=== Records for this exercise ===

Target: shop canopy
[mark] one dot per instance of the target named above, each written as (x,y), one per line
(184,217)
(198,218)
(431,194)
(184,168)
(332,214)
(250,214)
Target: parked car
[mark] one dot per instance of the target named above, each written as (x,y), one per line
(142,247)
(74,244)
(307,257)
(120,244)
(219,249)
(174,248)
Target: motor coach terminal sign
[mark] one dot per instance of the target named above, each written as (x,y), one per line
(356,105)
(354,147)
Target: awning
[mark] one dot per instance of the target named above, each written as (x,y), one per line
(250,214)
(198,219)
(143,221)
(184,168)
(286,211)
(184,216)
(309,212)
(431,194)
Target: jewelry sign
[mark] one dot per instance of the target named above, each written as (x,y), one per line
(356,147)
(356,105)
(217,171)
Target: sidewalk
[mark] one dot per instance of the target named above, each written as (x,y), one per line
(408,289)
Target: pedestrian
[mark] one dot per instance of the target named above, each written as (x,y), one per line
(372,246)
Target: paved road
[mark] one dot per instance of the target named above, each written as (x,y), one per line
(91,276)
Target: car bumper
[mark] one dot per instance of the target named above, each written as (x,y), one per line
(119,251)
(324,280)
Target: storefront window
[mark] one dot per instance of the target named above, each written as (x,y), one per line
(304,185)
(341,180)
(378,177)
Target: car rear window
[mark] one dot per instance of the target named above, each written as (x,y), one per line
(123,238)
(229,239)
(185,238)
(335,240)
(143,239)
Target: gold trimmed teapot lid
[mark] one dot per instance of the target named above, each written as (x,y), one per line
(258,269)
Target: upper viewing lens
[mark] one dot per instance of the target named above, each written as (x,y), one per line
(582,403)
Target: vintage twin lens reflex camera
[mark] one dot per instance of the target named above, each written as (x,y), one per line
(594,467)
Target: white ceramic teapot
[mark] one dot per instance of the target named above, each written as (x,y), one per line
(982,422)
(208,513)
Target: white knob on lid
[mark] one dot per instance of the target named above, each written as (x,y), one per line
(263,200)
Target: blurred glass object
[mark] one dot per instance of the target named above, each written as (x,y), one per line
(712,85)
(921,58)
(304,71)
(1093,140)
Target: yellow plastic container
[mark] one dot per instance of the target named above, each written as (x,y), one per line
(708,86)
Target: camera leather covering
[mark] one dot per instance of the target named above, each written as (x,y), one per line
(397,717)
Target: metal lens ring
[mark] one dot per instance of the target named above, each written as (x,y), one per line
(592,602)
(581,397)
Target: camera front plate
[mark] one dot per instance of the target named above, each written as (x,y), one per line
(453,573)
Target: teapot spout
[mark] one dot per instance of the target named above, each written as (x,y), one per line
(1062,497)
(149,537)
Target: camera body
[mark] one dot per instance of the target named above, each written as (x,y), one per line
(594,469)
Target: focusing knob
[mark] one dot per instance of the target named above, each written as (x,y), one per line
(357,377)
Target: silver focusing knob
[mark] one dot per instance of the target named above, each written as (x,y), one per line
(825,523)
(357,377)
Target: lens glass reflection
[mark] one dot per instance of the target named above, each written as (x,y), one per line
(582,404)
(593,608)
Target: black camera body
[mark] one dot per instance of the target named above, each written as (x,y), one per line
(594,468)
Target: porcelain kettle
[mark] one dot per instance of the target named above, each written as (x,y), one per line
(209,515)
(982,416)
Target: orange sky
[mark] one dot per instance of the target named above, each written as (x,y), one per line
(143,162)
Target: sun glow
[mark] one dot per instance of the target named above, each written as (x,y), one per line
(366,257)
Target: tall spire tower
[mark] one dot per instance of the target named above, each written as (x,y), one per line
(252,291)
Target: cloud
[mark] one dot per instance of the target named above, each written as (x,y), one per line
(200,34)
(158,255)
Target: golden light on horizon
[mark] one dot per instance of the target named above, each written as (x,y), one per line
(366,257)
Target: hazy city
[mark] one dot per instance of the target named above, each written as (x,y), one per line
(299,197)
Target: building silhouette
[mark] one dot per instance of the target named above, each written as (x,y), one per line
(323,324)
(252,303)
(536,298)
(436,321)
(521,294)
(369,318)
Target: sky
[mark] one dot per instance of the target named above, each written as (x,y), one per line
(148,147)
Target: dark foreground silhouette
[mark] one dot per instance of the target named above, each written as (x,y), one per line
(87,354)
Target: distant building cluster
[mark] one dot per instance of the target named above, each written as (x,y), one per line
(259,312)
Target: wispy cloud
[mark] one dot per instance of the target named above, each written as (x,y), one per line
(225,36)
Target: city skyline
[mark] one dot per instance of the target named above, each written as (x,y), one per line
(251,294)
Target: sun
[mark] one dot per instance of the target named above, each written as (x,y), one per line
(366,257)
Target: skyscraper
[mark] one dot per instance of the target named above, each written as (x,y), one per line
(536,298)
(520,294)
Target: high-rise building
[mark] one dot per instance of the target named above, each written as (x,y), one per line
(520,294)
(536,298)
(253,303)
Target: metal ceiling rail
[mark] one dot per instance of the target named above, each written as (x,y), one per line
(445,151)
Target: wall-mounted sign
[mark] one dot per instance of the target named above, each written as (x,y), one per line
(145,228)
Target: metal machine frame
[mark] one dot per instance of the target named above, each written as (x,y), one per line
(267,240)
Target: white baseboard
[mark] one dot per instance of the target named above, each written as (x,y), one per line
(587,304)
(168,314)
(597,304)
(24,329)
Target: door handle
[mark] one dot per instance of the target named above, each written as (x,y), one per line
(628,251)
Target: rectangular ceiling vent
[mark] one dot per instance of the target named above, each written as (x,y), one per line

===

Please rewrite the entries above, changing "one dot per instance" to "a single point for each instance" everywhere it appears and leaving everything else as it is.

_Written solution:_
Target: shop canopy
[mark] a single point for each instance of the target named above, each written as (x,y), one per line
(184,217)
(198,218)
(431,194)
(184,168)
(332,214)
(250,214)
Target: parked car
[mark] a single point for each instance of the target named above, each written as (x,y), one per line
(142,247)
(74,244)
(307,257)
(120,244)
(219,249)
(174,248)
Target: motor coach terminal sign
[mark] a single point for each instance of the target named above, each written as (x,y), one per line
(356,105)
(354,147)
Target: awning
[mark] a single point for each instance of the target named above, each written as (x,y), one per line
(250,214)
(198,219)
(143,221)
(184,168)
(286,211)
(184,216)
(309,212)
(431,194)
Target: jewelry sign
[mark] a single point for each instance of the target named above, each written as (x,y), one per line
(356,147)
(356,105)
(217,171)
Target: sidewalk
[mark] a single point for each instance of the target named above, each written as (x,y), one per line
(408,289)
Target: pedestrian
[mark] a single point for each instance of the target named above, each written as (x,y), one per line
(372,246)
Target: paved road
[mark] a single point for each instance of the target named above, each written as (x,y), one per line
(91,276)
Target: car bumper
[mark] a single point for each instance of the target named above, each written as (x,y), one per line
(119,251)
(324,280)
Target: storefront window
[mark] a single point for each instance of the target named above, each written as (x,y), one per line
(304,185)
(341,180)
(378,177)
Target: car rear window
[mark] a single point for each instance of the target named above, each written as (x,y), one per line
(123,238)
(229,239)
(185,238)
(335,240)
(143,239)
Target: gold trimmed teapot lid
[mark] a single point for each instance of the target named above, each written as (x,y), one per line
(258,269)
Target: upper viewing lens
[mark] a single point for each instance of the target named above, each written as (x,y), one per line
(582,403)
Target: vintage twin lens reflex camera
[mark] a single point for each instance of the target named above, each written as (x,y), one per line
(594,467)
Target: white ceramic teapot
[mark] a single point for each instance of the target named above, each written as (x,y), one per line
(982,422)
(208,513)
Target: white knob on lid
[mark] a single point for each instance of the target named above, each written as (x,y), one per line
(263,200)
Target: blurred glass object
[mark] a single point for each instance of the target named above, each written as (x,y), one per line
(712,85)
(921,58)
(304,71)
(1093,140)
Target: yellow plastic container
[mark] a single point for each instance of the target named above, each written as (x,y), one per line
(708,86)
Target: camera leather covering
[mark] a single point for each instance of the target named above, each written as (x,y), one per line
(397,717)
Target: metal lens ring
[mark] a single point for each instance of the target named above, each written as (x,y), one per line
(592,602)
(581,397)
Target: camera front plate
[mark] a single point for each instance of the target named above, each written as (x,y), one per line
(453,573)
Target: teapot spout
[mark] a single point for each instance of the target named above, each written as (x,y), one per line
(1062,497)
(149,537)
Target: camera body
[mark] a single point for each instance of the target named above, each written as (x,y), one per line
(594,469)
Target: focusing knob
[mark] a single point for each instance of the target named above, each written as (x,y), one per line
(357,377)
Target: silver focusing knob
[mark] a single point for each instance of the target named above, each written as (x,y), one per line
(825,523)
(357,377)
Target: lens glass reflection
[mark] a single point for each instance of the target named above, each written as (x,y), one per line
(582,404)
(593,608)
Target: black camera body
[mark] a single point for each instance of the target named above, each written as (x,y), one per line
(594,468)
Target: porcelain kettle
[mark] a single point for each instance of the target named above, each written as (x,y), one per line
(209,515)
(982,416)
Target: orange sky
[mark] a single point for each instance of the target named above, each written as (x,y), one per line
(143,162)
Target: sun glow
[mark] a single point for each instance of the target named above, each written as (x,y), one per line
(366,257)
Target: tall spire tower
[mark] a single point for each instance of the target named above, each written as (x,y), one per line
(252,291)
Target: cloud
[mark] a single point for each instance of the target named above, each written as (x,y), one per line
(200,34)
(158,255)
Target: golden light on horizon
[mark] a single point for each instance of the target named above, each written as (x,y), one per line
(366,257)
Target: hazy city
[mark] a single point for each instance of the target named above, each written as (x,y), one per line
(299,197)
Target: building silhouette
[mark] a single point for each instance of the target named above, each written as (x,y), one per line
(323,324)
(252,303)
(536,298)
(436,321)
(521,294)
(369,318)
Target: sky
[mark] a single point for each instance of the target named above, each written as (x,y), one per line
(148,147)
Target: dark foreground silhouette
[mark] a single point for each instance of the target named above, each written as (x,y), one per line
(87,354)
Target: distant building cluster
[mark] a single point for each instance of the target named above, each written as (x,y), one per line
(259,312)
Target: wispy cloud
[mark] a single point for each instance of the target named above, each written as (x,y), one per line
(225,36)
Target: city skyline
[mark] a single point for each instance of the target named above, each written as (x,y), one per line
(251,294)
Target: sun
[mark] a single point for each instance of the target named above, each written as (x,y), one per line
(366,257)
Target: skyscraper
[mark] a single point for each instance of the target named above, each written as (x,y), one per line
(536,298)
(520,294)
Target: high-rise building
[mark] a single point for each instance of the target named above, each written as (x,y), one per line
(520,294)
(536,298)
(253,303)
Target: metal ceiling rail
[mark] a single point for each instance of the target named above, each written as (x,y), one per line
(445,151)
Target: wall-mounted sign
[mark] a single point for each instance of the target named above, each written as (x,y), one per line
(145,228)
Target: metal machine frame
[mark] a single point for each instance of the target named above, each written as (x,y), one per line
(267,240)
Target: white baseboard
[mark] a single point for each instance of the target named above, each written as (x,y), one per line
(587,304)
(168,314)
(597,304)
(24,329)
Target: door handle
[mark] a single point for each instance of the target named above, each written as (x,y), one per line
(628,251)
Target: rectangular ceiling vent
[mark] a single point for each instance of the target named above, each written as (x,y), one per line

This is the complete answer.